(Excerpted passage begins)

Devrep what boat do you have? Sounds like they have it setup right. But my HB has me behind the transom. Do you kinda see the point I am bringing up now? Remember the skiffs in the 80s/early 90s. They all had the platforms angled behind the transom. Well nobody does that anymore thankfully. And it's for the same reason I am referencing. Now let's take my HB. Even though my engine out weighs me at 248 pounds. I can pick up more draft if I redesigned my platform to get out over or in front of the transom. Then I would be taking full advantage of the transom. But that would be in the way on the back deck. Unless it had a extreme curvature from the back to the front.


----------



## swaddict (Dec 19, 2009)

That's the reason I had a platform built that was in front of my transom for my 17T. Granted it's not a technical poling skiff, but with the original platform angled towards the back I was always on the very front edge of the platform. It feels better when poling with my weight in front of the motor.


----------



## swampfox (May 9, 2007)

Exactly! Now imagine if a big 2x3 center section of your transom area was removed with your old platform. Body placement far out weighs small motor placement.


----------



## el9surf (Dec 23, 2008)

Once you get an angler up on the bow the boat balances out sponsons or not. If the platform is too far forward you lose deck space and potentially interfere with poling. I have had skiffs with and without. Seems like the added buoyancy helps to maintain float with a heavier power option. Pros and cons both ways.....


----------



## permitchaser (Aug 26, 2013)

My poling platform is over the transom and if the motor is straight down I would be over the front of the motor, but I pole it with the motor tilted up so I would be over the motor. I thought the Sponsons helped with draft. And if your not over the motor its harder to pole

My boat was built in "97. It has a splashed Maverick hull. I don't really know how it poles because I have only poled it in a 30 mph wind. I hope I get another chance in 2 weeks when I'll be on some flats in NC

I have no illusions that I have a technical skiff

Wondering if it would be better if my toes were over the front of the platform when I pole


----------



## swampfox (May 9, 2007)

(Excerpted passage ends)

[Task directions]
Could you carry on the forum thread about poling platform placement from the point where it stops?

(Extracted entries begins)

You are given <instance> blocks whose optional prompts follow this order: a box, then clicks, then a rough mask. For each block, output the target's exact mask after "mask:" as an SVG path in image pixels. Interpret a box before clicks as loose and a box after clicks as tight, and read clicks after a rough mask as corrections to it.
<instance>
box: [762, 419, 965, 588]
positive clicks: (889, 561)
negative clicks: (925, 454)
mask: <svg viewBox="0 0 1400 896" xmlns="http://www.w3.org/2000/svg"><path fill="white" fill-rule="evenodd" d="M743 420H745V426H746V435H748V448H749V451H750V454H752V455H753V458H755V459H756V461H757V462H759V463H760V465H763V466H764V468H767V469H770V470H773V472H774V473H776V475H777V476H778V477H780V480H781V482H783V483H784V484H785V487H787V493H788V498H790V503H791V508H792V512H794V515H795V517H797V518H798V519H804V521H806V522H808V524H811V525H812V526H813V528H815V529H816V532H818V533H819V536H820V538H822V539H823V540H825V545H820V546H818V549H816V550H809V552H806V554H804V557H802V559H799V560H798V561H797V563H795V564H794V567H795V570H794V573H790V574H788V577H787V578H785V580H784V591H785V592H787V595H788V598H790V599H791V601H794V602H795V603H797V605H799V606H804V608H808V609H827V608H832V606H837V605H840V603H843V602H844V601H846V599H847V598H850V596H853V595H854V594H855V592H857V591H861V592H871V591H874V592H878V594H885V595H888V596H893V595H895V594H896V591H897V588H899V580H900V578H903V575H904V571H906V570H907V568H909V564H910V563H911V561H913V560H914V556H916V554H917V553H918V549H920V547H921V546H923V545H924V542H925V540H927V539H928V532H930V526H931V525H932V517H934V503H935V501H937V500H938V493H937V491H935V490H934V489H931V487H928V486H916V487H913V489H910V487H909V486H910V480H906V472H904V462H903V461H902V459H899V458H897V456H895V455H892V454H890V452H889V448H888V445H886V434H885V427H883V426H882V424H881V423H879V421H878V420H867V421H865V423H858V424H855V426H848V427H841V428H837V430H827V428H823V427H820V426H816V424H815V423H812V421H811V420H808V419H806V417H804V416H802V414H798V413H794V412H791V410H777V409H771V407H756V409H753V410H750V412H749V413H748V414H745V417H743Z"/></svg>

(Extracted entries ends)
(Extracted entries begins)

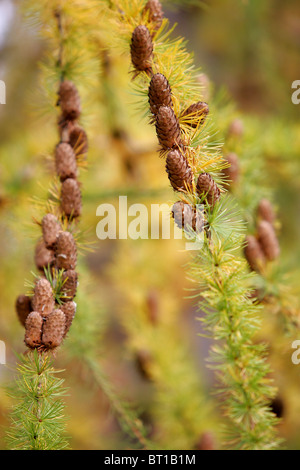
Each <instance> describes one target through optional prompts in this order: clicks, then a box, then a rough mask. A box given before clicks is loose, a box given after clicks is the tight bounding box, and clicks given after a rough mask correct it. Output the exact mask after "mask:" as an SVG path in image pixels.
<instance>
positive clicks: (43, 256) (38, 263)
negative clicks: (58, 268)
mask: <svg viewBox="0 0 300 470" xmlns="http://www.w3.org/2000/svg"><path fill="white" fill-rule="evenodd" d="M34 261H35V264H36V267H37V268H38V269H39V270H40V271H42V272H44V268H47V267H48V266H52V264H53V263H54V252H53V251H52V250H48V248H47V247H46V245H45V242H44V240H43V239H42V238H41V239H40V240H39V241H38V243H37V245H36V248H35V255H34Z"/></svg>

(Extracted entries ends)
(Extracted entries begins)

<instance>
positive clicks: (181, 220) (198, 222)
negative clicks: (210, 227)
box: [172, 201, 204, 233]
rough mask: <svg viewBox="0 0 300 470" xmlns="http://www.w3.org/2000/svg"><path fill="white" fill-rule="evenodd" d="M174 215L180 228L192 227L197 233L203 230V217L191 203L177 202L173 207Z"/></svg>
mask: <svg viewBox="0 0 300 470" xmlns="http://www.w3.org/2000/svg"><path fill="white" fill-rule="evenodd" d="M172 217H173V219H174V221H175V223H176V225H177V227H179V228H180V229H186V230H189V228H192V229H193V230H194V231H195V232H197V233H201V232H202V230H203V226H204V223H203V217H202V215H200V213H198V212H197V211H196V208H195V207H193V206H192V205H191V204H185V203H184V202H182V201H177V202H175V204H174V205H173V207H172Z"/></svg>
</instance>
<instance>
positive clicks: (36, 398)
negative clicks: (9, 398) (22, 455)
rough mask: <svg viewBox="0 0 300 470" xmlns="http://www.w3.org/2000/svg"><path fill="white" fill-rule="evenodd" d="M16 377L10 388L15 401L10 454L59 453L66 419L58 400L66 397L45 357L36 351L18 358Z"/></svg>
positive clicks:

(Extracted entries ends)

[Answer box]
EL9surf I see were you coming from as it feeling good balance wise. That's probably why most of us haven't gave it much thought. But these small skiffs are designed and built from the start to be stupid skinny. And are advertised as such. Even to the point of some possible exaggeration on the builders part : But then they go with some platform placement that not only doesn't take full advantage. But could even add to the draft. I'm just getting technical as far the loss of displacement/leverage/man vs. motor weight.


----------



## copperhead (May 30, 2008)

Is the glass half-empty or half-full? 

I see the point you are making, but let's just say you have a skiff that is 16' long and you are perfectly happy with the draft, small outboard and poling platform configuration and it fits in you garage nicely.  OK? 

Well were I to add sponsons to your skiff, it would still fit in the garage the same, draft less with you on the platform, plane off better with the outboard and probably pole better because the effective waterline is now longer.  Get my point?

Were I to now "fill in the sponson space" it would be a  17' skiff flat transom, it would do all those things just as well or better, just wouldn't fit in the garage now...

I can give many reasons why or why not to have sponsons on a skiff but there is only one real point to make.   You just don't just add sponsons (or take them off a hull, fill in the space or whatever), you just don't add tunnel inserts in a mold, etc, for the best possible design.  The designer has to include all these types of elements in the design from day 1 to make the best skiff possible, including whatever features they feel are most important for what they are trying to accomplish.

Just my opinion of course....

Thanks!

M


----------



## swampfox (May 9, 2007)

Permit yes sponsons will help with draft in most cases. You are just behind the transom and that's fine because that 140 is a 410 pounds. And your boat is big so the effect is minimal. Nothing like say the effect on a Glide or Glades skiff. Y'all gotta think small on this. Ironically both of these small skiff/power plant set ups have flat transoms 


Copperhead you are right on those points. But you are completely missing mine.  And there quite a few skiffs out there that did just what you described as far as just adding sponsons.


----------



## Jared T. (Apr 13, 2014)

Won't sponsons aid in taking off/hole shot?


----------



## permitchaser (Aug 26, 2013)

Thanks Swamp. I think my boat drafts 8-9" but I don't care so far I have not had any problems. Even if you draft 6" you still need to get off a flat before the tide goes out too far. I like my sponson I think they help with my take off and there great to stand on when nature calls


----------



## CurtisWright (May 9, 2012)

> Is the glass half-empty or half-full?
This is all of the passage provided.